* [Instructions for the task]:
Please rewrite the data from the line with "Could you please drop a point on the dirt" up to and including the line with "<point>287,316</point>", keeping the requests as they are. Multiply each coordinate in the answers by 1.95 and round to whole numbers, with halves rounded up.

(Object position labeling data)
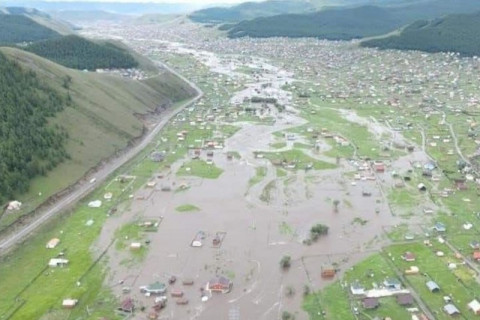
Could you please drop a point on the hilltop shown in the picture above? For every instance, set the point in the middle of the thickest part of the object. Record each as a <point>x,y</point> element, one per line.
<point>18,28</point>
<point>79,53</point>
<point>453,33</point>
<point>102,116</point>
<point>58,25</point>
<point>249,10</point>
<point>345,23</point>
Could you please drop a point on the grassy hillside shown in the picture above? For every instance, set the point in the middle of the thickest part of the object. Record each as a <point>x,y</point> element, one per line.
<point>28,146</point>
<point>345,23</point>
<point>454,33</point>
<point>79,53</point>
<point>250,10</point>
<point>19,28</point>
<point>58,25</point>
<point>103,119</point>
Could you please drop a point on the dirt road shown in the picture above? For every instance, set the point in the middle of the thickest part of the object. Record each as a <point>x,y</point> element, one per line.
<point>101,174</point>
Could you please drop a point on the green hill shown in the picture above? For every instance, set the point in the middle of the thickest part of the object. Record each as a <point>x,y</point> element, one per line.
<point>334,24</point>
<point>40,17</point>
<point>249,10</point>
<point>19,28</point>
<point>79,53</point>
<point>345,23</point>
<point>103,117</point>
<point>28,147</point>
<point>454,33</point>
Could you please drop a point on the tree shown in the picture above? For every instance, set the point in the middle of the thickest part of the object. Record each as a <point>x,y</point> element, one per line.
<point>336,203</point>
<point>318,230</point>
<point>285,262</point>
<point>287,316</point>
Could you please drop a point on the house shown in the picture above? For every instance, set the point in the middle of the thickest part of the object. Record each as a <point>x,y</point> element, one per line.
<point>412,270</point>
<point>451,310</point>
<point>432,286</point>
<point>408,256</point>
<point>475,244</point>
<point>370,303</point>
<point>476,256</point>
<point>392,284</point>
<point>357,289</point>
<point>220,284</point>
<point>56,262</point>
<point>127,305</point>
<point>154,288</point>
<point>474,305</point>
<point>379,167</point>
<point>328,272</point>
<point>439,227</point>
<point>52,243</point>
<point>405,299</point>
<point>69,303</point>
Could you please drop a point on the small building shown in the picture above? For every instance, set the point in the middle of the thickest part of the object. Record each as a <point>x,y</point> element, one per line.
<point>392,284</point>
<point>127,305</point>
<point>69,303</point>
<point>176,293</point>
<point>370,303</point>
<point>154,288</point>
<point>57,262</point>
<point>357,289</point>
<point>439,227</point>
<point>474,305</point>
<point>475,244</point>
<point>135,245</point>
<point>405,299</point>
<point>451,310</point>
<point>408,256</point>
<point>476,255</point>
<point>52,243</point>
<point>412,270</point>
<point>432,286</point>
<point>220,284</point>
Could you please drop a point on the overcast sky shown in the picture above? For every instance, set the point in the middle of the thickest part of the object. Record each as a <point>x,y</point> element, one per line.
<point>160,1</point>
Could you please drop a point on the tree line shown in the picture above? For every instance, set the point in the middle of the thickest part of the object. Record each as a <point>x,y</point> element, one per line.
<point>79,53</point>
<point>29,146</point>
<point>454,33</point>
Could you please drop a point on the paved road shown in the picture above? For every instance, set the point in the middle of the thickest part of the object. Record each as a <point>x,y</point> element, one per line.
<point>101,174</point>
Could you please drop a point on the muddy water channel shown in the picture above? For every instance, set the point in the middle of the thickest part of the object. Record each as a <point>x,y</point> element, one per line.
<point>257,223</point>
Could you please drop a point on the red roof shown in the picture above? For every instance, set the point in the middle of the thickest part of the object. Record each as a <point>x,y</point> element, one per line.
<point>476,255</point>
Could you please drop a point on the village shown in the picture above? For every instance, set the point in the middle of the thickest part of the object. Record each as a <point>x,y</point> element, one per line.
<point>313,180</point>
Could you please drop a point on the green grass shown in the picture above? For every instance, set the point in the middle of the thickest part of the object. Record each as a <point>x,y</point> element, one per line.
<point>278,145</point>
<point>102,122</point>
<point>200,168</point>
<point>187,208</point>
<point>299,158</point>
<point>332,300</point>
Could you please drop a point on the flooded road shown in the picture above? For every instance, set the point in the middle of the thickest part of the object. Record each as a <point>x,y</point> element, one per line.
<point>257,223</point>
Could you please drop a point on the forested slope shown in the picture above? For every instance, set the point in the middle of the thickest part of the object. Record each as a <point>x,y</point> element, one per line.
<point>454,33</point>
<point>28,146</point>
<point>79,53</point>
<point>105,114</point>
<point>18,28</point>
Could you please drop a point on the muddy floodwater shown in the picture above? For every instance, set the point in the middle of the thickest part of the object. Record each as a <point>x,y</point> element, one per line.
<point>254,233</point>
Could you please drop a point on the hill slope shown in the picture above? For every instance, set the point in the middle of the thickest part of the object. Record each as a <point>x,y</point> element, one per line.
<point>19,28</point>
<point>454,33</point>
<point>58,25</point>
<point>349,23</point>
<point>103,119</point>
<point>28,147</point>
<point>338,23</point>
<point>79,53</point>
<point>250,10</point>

* [Final answer]:
Could you please drop a point on the dirt road shown in the picture above? For every instance, set the point in the middle of the thickest part of the object. Record each as a <point>x,y</point> element, one per line.
<point>197,339</point>
Could you please drop a point on the green hill shown in the picture above? For every instance, set the point in the middle of the thickest part of the object. Record each as a <point>x,y</point> element, one per line.
<point>651,47</point>
<point>78,33</point>
<point>486,20</point>
<point>37,55</point>
<point>154,103</point>
<point>673,45</point>
<point>201,228</point>
<point>55,287</point>
<point>885,64</point>
Could you please drop a point on the tree shown in the picture above? For every instance, set the point in the middle of the thickest part of the object. Record each as a <point>x,y</point> element, one per line.
<point>655,396</point>
<point>620,449</point>
<point>556,511</point>
<point>560,616</point>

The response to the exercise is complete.